### TASK OBJECTIVE
Each line from the one containing "Target: man" to the end of the entries is to be repeated exactly, and no other line.

### Referring expression pointing data
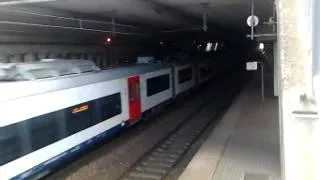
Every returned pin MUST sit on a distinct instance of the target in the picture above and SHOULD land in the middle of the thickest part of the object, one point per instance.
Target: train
(53, 108)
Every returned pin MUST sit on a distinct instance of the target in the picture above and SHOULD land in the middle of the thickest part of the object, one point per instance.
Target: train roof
(12, 90)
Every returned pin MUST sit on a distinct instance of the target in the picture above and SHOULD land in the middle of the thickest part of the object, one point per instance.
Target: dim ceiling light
(14, 2)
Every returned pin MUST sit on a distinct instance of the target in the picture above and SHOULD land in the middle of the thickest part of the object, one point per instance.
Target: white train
(52, 109)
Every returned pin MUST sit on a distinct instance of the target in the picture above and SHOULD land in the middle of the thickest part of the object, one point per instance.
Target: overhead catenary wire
(67, 18)
(80, 23)
(66, 27)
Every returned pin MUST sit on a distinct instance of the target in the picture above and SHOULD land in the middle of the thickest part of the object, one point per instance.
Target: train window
(185, 75)
(158, 84)
(45, 129)
(109, 106)
(22, 138)
(79, 117)
(10, 147)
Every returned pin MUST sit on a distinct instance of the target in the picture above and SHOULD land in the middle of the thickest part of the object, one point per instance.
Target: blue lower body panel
(71, 153)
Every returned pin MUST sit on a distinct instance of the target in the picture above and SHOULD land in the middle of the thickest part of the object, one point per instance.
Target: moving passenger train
(53, 108)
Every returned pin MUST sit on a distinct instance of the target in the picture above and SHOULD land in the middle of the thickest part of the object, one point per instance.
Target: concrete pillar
(298, 129)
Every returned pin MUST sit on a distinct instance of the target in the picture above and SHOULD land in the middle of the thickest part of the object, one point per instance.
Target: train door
(134, 98)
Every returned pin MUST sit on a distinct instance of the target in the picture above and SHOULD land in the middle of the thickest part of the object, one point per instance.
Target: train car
(184, 77)
(53, 109)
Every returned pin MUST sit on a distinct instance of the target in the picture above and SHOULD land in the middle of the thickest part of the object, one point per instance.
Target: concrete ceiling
(168, 14)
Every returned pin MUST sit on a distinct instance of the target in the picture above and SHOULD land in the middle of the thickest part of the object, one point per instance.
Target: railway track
(162, 159)
(151, 152)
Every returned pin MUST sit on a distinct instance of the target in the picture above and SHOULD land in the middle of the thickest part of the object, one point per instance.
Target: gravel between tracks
(113, 159)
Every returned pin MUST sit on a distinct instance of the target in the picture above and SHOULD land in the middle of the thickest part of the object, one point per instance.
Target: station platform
(245, 145)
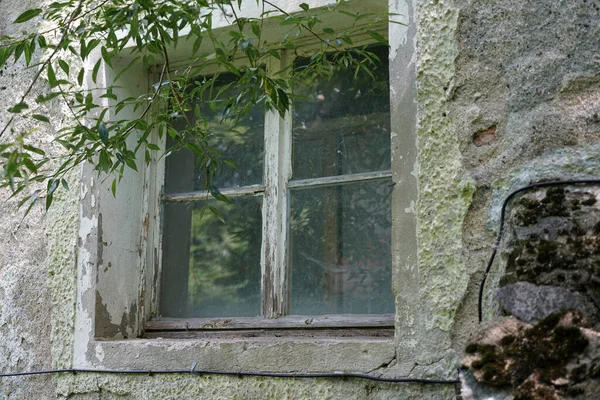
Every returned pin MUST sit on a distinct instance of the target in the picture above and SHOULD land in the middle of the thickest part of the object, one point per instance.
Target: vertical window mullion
(274, 212)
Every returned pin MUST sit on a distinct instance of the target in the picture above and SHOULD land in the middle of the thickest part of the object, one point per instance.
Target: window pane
(340, 250)
(344, 126)
(211, 268)
(243, 144)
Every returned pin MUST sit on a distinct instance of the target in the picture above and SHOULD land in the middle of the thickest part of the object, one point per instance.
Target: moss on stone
(543, 350)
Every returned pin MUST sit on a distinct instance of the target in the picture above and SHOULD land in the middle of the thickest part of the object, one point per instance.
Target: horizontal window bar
(202, 195)
(384, 334)
(332, 180)
(289, 322)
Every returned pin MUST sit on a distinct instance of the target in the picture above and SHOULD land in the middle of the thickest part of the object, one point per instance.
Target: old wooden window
(308, 231)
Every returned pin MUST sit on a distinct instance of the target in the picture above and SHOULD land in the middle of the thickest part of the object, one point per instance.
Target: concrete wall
(507, 92)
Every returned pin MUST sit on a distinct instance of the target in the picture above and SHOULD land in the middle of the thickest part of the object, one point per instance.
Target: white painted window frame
(277, 183)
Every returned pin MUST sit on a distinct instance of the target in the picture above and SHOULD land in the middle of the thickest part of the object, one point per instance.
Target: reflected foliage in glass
(222, 263)
(340, 250)
(343, 125)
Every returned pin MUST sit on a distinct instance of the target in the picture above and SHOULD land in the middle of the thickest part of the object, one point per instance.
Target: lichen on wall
(445, 187)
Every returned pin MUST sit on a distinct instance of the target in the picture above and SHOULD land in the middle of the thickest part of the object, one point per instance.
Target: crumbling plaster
(500, 87)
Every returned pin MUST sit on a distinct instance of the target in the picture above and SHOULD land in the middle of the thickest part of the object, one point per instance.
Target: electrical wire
(195, 371)
(200, 372)
(501, 227)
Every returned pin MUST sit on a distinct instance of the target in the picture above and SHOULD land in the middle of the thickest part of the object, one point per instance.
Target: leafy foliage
(96, 32)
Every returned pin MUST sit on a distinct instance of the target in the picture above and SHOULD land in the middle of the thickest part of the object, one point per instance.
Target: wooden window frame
(275, 190)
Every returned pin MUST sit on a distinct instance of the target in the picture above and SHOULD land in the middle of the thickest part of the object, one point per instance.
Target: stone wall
(508, 93)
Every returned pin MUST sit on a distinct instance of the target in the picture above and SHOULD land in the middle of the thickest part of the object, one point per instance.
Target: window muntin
(326, 274)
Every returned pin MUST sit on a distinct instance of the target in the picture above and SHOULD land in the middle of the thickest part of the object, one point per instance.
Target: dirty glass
(239, 147)
(211, 249)
(211, 268)
(343, 125)
(340, 249)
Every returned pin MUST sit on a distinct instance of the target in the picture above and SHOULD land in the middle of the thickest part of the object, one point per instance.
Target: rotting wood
(289, 322)
(286, 334)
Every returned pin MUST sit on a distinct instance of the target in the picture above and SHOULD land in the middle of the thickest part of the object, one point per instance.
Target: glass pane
(344, 125)
(340, 250)
(211, 268)
(243, 144)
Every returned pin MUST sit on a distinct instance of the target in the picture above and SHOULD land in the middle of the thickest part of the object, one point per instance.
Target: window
(120, 239)
(307, 230)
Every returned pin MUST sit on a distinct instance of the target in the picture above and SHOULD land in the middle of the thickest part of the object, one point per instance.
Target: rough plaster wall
(185, 386)
(445, 191)
(526, 106)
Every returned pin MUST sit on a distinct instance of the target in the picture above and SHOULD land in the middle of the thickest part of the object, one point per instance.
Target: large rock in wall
(526, 105)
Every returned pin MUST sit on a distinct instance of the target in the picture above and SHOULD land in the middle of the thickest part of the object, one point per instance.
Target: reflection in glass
(211, 268)
(343, 127)
(340, 249)
(242, 144)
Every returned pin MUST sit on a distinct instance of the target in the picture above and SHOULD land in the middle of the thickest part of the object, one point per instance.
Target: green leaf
(51, 76)
(17, 108)
(40, 117)
(27, 15)
(216, 213)
(103, 133)
(152, 146)
(105, 56)
(349, 14)
(64, 66)
(80, 77)
(131, 163)
(42, 41)
(256, 28)
(34, 149)
(95, 70)
(28, 51)
(378, 37)
(5, 53)
(42, 99)
(48, 201)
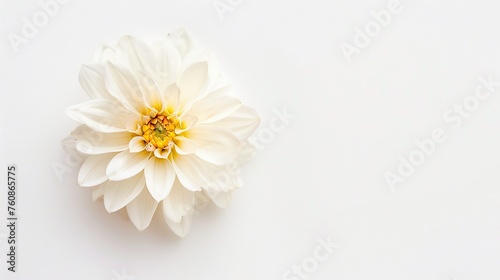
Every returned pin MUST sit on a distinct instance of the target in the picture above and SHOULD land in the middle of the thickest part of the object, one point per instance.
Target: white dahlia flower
(159, 129)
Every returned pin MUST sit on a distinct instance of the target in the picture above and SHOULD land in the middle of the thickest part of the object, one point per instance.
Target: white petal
(184, 146)
(210, 109)
(150, 90)
(93, 142)
(242, 123)
(178, 203)
(125, 165)
(139, 54)
(118, 194)
(93, 170)
(141, 210)
(100, 115)
(160, 176)
(186, 122)
(193, 173)
(123, 86)
(215, 144)
(183, 42)
(171, 99)
(162, 153)
(98, 192)
(137, 144)
(181, 229)
(198, 73)
(92, 81)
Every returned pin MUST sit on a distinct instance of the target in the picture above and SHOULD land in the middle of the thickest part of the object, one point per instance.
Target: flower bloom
(159, 129)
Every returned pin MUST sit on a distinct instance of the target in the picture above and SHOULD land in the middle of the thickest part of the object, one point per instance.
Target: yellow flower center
(159, 132)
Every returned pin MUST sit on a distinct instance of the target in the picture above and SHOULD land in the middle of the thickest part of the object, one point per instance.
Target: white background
(322, 176)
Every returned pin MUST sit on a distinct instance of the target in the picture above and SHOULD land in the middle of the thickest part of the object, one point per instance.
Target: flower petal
(193, 173)
(210, 109)
(98, 192)
(100, 115)
(141, 210)
(118, 194)
(92, 81)
(178, 203)
(171, 99)
(184, 146)
(125, 165)
(242, 123)
(162, 153)
(198, 73)
(215, 144)
(123, 86)
(93, 170)
(160, 176)
(137, 144)
(151, 91)
(181, 228)
(221, 199)
(93, 142)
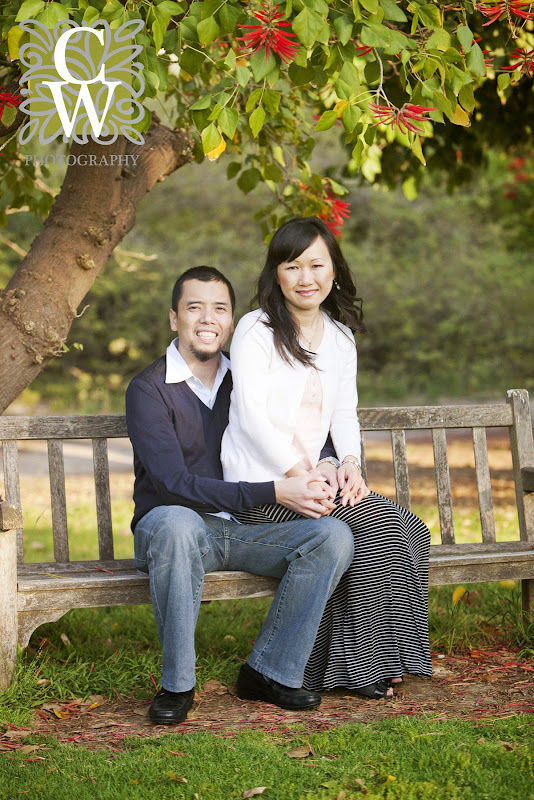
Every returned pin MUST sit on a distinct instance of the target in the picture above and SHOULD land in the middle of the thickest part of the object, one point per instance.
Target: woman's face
(307, 280)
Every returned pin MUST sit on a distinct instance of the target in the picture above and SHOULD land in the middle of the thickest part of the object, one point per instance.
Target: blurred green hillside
(447, 283)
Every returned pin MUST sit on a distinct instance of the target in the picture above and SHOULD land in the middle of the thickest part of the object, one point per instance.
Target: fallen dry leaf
(174, 777)
(256, 790)
(30, 748)
(213, 686)
(301, 752)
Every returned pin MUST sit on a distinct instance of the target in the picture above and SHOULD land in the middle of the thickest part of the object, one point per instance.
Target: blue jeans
(177, 546)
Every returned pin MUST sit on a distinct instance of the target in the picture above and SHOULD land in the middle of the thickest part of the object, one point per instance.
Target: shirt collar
(177, 369)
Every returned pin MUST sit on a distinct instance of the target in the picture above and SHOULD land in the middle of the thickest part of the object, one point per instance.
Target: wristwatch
(330, 460)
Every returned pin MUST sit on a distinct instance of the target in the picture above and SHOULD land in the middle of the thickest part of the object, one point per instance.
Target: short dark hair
(205, 274)
(288, 243)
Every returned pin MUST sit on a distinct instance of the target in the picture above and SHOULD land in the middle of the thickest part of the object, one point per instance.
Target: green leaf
(201, 104)
(207, 31)
(253, 99)
(249, 179)
(191, 60)
(261, 65)
(375, 35)
(29, 10)
(228, 17)
(271, 101)
(440, 40)
(308, 25)
(326, 121)
(430, 16)
(256, 120)
(392, 11)
(272, 172)
(343, 28)
(210, 138)
(53, 13)
(465, 37)
(475, 61)
(90, 15)
(157, 33)
(350, 118)
(370, 5)
(13, 40)
(348, 81)
(228, 119)
(242, 75)
(233, 169)
(467, 97)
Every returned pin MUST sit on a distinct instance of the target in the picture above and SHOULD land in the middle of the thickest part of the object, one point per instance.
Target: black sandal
(375, 691)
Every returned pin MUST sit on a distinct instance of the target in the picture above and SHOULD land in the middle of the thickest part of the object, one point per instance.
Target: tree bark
(93, 212)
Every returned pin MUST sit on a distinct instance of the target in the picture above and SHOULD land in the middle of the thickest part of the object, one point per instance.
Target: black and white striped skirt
(375, 624)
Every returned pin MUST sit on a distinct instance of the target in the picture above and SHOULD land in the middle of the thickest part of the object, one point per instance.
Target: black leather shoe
(252, 685)
(170, 708)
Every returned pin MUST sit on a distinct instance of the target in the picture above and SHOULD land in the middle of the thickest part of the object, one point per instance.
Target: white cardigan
(257, 444)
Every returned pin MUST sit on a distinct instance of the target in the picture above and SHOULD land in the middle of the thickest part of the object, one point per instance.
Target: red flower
(404, 118)
(7, 99)
(526, 60)
(516, 7)
(336, 213)
(268, 32)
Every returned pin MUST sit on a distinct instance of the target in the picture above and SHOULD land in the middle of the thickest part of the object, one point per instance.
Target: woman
(294, 373)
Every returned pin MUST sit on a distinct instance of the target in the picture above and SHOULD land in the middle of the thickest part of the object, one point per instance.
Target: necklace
(314, 331)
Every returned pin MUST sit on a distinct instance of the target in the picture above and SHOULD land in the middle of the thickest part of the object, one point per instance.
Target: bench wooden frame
(31, 594)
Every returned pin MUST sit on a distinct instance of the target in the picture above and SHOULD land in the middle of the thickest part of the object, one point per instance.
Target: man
(176, 411)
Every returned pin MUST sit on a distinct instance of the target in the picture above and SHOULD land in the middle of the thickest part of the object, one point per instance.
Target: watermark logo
(81, 82)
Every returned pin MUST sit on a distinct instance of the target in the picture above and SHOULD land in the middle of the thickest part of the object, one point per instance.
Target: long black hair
(342, 304)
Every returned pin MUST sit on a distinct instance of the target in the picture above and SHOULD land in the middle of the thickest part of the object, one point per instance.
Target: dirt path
(480, 685)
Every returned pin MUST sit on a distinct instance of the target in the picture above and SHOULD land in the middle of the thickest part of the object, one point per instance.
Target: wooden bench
(34, 593)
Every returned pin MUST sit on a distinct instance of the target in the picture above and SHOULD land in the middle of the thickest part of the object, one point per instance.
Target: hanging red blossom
(8, 99)
(519, 8)
(336, 214)
(404, 118)
(269, 33)
(525, 60)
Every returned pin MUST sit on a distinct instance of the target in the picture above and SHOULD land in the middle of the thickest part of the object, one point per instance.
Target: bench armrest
(10, 516)
(527, 477)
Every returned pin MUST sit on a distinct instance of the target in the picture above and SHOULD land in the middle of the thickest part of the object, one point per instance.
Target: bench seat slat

### EXPECTED OUTPUT
Target: man
(176, 411)
Every returned pin MUST sit on a distinct instance of the target in the picture above and SHOULD land in the middle of the thickest part of the object, one point per instance.
Target: watermark logo
(81, 82)
Every returned pin MUST sit on a distinct instance of the target in the picture above and SHOULD land in the middle of the thickest part of the object, one point per instance.
Target: long black hair
(342, 304)
Every returned pin MUST sit on a distinct instance of the target in the picture above and SHOULD land in the middle of the thickest part of the object, one point per instance.
Target: dirt path
(480, 685)
Every returned pin MUST sit on a distinct instance of the target in the picture above and SHOULD land in the middle of the thickest part of the object, one point per instance.
Target: wooden bench
(34, 593)
Every returned pin MUST sit on a distinct instance of the target in the picture above and SHOULD land in the middle of the thickest part of the object, one point per instance.
Target: hanging red blossom
(8, 99)
(519, 8)
(336, 214)
(404, 118)
(269, 33)
(525, 60)
Every returned pin MUST sit on a distinct instance of the target in the picture above and SHOULD land in the middle of the thickest part of the object, one point per instance.
Target: bench armrest
(10, 516)
(527, 477)
Every returned pin MUST sit on a distinct instance of the target in the picture above and SHOULD land in the middle of the thickest part of the object, one point per instance.
Target: bench seat slat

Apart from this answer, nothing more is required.